- Parts of the exercise:
[1] In the USL Cup article, how many points is a shootout win worth?
[2] Retype the portion of the USL Cup article starting at "O'Neill emphasized in" and ending at "previous year's edition.".

- Page extract:

USL Prinx Tires Cup
- Current display for the USL Cup
- Organizer(s): United Soccer League
- Founded: 2024; 2 years ago
- Region: United States
- Teams: 42 (2026)
- Current champion: Hartford Athletic
- Most championships: Northern Colorado Hailstorm FC, Hartford Athletic (1 title)
- Broadcaster(s): ESPN+, CBS
- Motto: A Shot at Glory
- Website: uslleagueone.com
- 2026 USL Cup

= USL Cup =

Soccer knockout tournament in the U.S.

The USL Cup is an annual soccer competition in men's domestic American soccer. The USL Cup is currently known as the Prinx Tires USL Cup after its title sponsor, Prinx Tires. The competition is open to all clubs in USL Championship and USL League One.

== History ==
The first USL Cup featured teams exclusively in USL League One; however, USL already intended to expand the cup beyond just that league. Richmond Kickers chairman Rob Ukrop stated at the time of the announcement that another league had been invited to participate, but wasn't “ready to jump in yet.”

The format of the 2024 USL Cup allowed a balanced league schedule for the 2024 USL League One season, with each team playing each other twice and also preserving the length of the season. Previous to the creation of the USL Cup, the league had regularly played an unbalanced schedule of 28–32 games, often playing other teams in the league three times. The introduction of USL Championship sides into the competition in 2025 re-introduced an unbalanced schedule to USL League One.

In an interview, USL Championship president Jeremy Alumbaugh and USL League One president Lee O'Neill stated that both USL Championship and USL League Two were being considered to enter the competition in future years. However, the USL Cup was not considered to be a replacement for the U.S. Open Cup, and USL teams would continue competing in future U.S. Open Cup tournaments.

O'Neill emphasized in USL's announcement of the tournament that the creation of the USL Cup would "open up more possibilities for the competitive structure going forward." The announcement also hinted that the tournament could be a precursor to a promotion and relegation system within the professional levels of the USL.

The 2025 edition of the USL Cup saw the addition of USL Championship clubs to the competition, keeping a similar format to the previous year's edition.

== Competition format ==
If a game is tied at the end of regulation, a penalty kick shootout will occur. A regulation win is worth three points, a shootout win worth two, and a shootout loss worth one.

- Information shown:
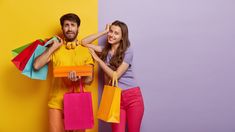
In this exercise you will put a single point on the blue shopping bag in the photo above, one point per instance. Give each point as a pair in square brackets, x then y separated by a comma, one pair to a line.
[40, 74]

- Responses to the tasks:
[1] Two points.

[2]
O'Neill emphasized in USL's announcement of the tournament that the creation of the USL Cup would "open up more possibilities for the competitive structure going forward." The announcement also hinted that the tournament could be a precursor to a promotion and relegation system within the professional levels of the USL.

The 2025 edition of the USL Cup saw the addition of USL Championship clubs to the competition, keeping a similar format to the previous year's edition.